Set task:
How many lines of the material below contain the string "road"? Case counts; reply with the number only.

--- start Task material ---

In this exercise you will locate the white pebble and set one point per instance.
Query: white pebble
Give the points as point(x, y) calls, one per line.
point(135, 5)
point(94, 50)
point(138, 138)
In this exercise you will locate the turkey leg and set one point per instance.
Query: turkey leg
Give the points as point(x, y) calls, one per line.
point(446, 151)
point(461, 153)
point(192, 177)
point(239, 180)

--- end Task material ---
--- start Task material ---

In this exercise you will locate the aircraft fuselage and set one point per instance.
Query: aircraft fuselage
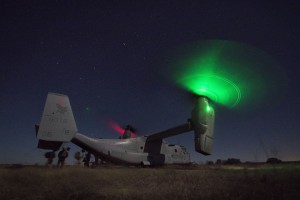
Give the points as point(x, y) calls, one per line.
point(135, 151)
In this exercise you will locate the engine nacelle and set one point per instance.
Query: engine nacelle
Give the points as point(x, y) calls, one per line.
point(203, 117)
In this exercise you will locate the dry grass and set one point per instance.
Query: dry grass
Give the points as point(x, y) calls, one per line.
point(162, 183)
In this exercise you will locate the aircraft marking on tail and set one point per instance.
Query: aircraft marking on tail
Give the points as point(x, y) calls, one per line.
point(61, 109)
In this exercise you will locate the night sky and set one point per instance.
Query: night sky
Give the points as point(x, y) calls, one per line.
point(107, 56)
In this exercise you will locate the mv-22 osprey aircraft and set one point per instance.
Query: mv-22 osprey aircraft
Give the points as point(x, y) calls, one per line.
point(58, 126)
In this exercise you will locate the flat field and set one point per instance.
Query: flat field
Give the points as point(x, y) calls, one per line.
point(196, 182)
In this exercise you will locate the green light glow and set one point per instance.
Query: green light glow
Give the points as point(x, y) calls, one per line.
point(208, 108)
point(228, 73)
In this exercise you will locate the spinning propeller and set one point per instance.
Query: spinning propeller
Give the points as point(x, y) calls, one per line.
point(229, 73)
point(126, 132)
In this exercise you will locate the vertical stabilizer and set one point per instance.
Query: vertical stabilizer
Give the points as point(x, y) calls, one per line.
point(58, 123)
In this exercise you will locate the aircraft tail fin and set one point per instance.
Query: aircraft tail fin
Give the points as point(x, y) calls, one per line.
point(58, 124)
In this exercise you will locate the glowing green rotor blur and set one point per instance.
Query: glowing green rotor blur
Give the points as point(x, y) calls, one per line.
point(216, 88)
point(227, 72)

--- end Task material ---
--- start Task material ---

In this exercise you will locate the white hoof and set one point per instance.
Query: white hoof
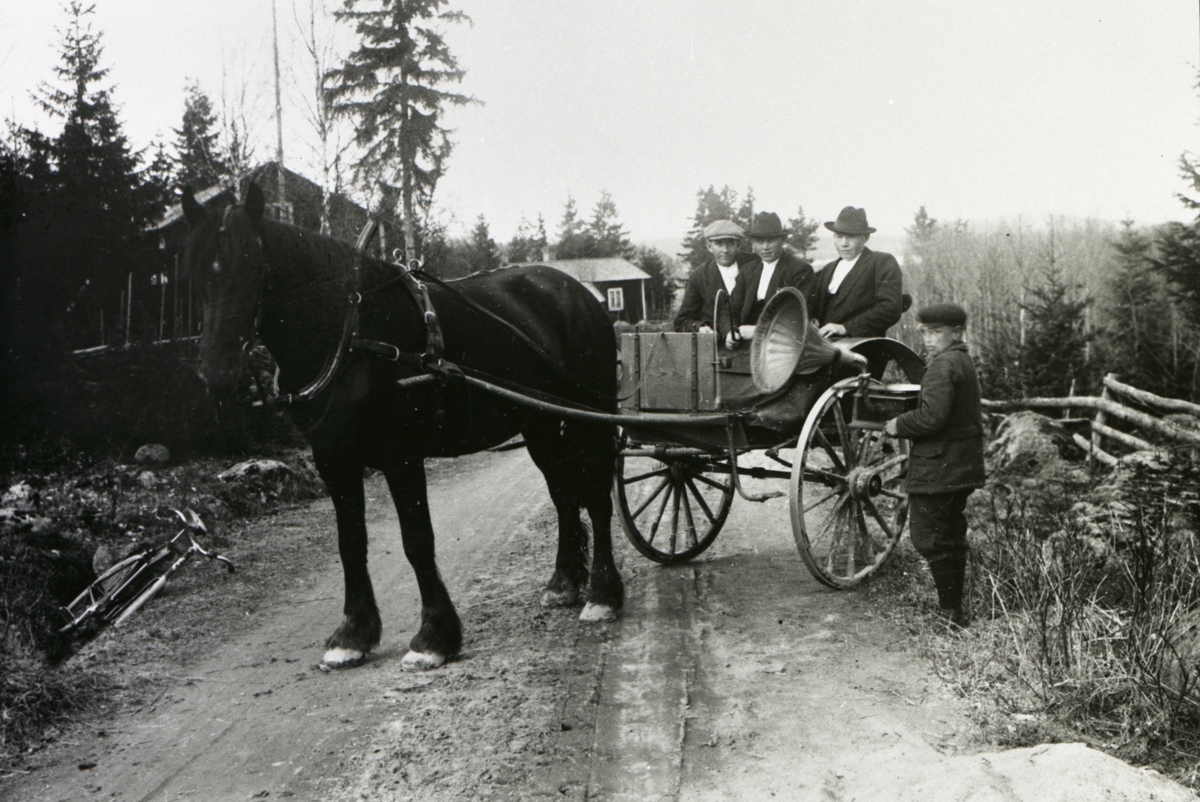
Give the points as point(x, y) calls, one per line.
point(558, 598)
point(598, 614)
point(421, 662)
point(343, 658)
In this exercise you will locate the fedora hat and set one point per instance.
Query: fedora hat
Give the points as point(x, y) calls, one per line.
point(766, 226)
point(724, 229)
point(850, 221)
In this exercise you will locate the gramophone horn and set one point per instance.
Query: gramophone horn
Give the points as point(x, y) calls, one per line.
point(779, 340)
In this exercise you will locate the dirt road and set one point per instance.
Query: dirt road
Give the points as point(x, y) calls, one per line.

--- end Task material ---

Response to this exercise:
2